Jobs:
A. In the manzanita wood thread, how long does arowanaman soak the wood in a backyard pond?
B. Retype the manzanita wood thread starting with "I was lucky" and going on through "(Feb 7, 2009)".
C. Write what comes next in the manzanita wood thread, picking up after its final line.
Start of Passage
# using manzanita wood



## brownietrout (Feb 5, 2009)

I was lucky enough to find some manzanita wood at "Michaels" craft store today and was wondering is it necessary to sand off the bark or can it be used as is? I hate the thought of having to sand all those little branches by hand but I don't know anyone with a sandblaster. HELP!
Thanks


----------



## TAB (Feb 7, 2009)

Got a compressor?

http://search.harborfreight.com/cpi...e=1&resultsPerPage=50&resultsPerPageBottom=50

they are not great, but they would work well enough for small jobs.


----------



## brownietrout (Feb 5, 2009)

don't want to buy a sandblaster! Just need to know if i can use it as is, but thanks


----------



## Pinto (Mar 22, 2008)

i thought manzanita was smooth all around.
You just got to clean it and make to soak it.
(i think)


----------



## arowanaman (Jun 14, 2006)

I use it and I can go collect it myself where I live. and using it myself in all my tanks at the moment also. all I do is soak it in my backyard pond for one month this leaches out all the tannins. Then I get a tooth brush as brush off all the dead bark that is almost slime rinse off and coat with a bunch of phyton Git to make sure it is clean for the tank. If you cannot get Phyton Git I also use muriatic acid and soak it in it which kills any organisms and plant life. this way you can keep the smallest of branches undamaged.


----------



## brownietrout (Feb 5, 2009)

Wow arowanaman, that sounds like a lot of prep and living up here I sure don't have a pond to soak it in since they are all frozen! Would boiling it do the same? this wood has been dry for a long time and I dont think there would be anything living in it that would survive boiling and cause problems in my tank. I will try the boiling and see what happens, if it works I will let everyone know how it went.
Thanks for posting your experiance with it, I appreciate the information.


----------



## Valthenya (Feb 11, 2009)
End of Passage
Start of Data
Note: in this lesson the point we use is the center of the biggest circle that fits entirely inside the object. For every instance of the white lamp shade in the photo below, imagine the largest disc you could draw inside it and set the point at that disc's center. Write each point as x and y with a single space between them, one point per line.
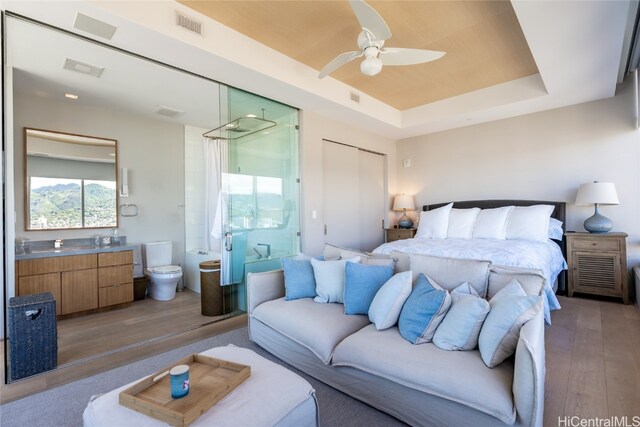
603 193
403 201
End of Data
Outputs by task:
A. One month.

B.
I was lucky enough to find some manzanita wood at "Michaels" craft store today and was wondering is it necessary to sand off the bark or can it be used as is? I hate the thought of having to sand all those little branches by hand but I don't know anyone with a sandblaster. HELP!
Thanks


----------



## TAB (Feb 7, 2009)

C.
some people say to boil it would be fine


----------



## cs_gardener (Apr 28, 2006)

I've collected wood locally although it was not manzanita. I boiled it then soaked it until it sank (some of it took a couple months). Then I scrubbed it with a brush to remove any gunk on it if it felt slimy. If your wood ends up feeling clean when your done boiling/soaking it you should be fine.


----------



## FishandTurtleJunkie (Apr 14, 2007)

Wood that is cut down while alive with bright red or orange bark may cause problems for your tank. Let it dry out for a few weeks outdoors and then remove as much bark as possible with a wire brush and boiling. If you started with dead wood, it should be fine once boiled for a few hours.


----------



## brownietrout (Feb 5, 2009)

thanks!


----------



## Kozy (Feb 16, 2009)

I used some manzanita that was previously sand blasted and put them in three different tanks with varrying results. One tank basically looks like everything is moldy, one had a little then went away and the third had no problems at all. 
The main difference between the three is the amount of Carbon in the tanks. The first had zero, and when I put some in it started dissipating (this tank also has a lower pH). The second had a normal amount and the third I added extra.
So bumping the carbon may help aswell.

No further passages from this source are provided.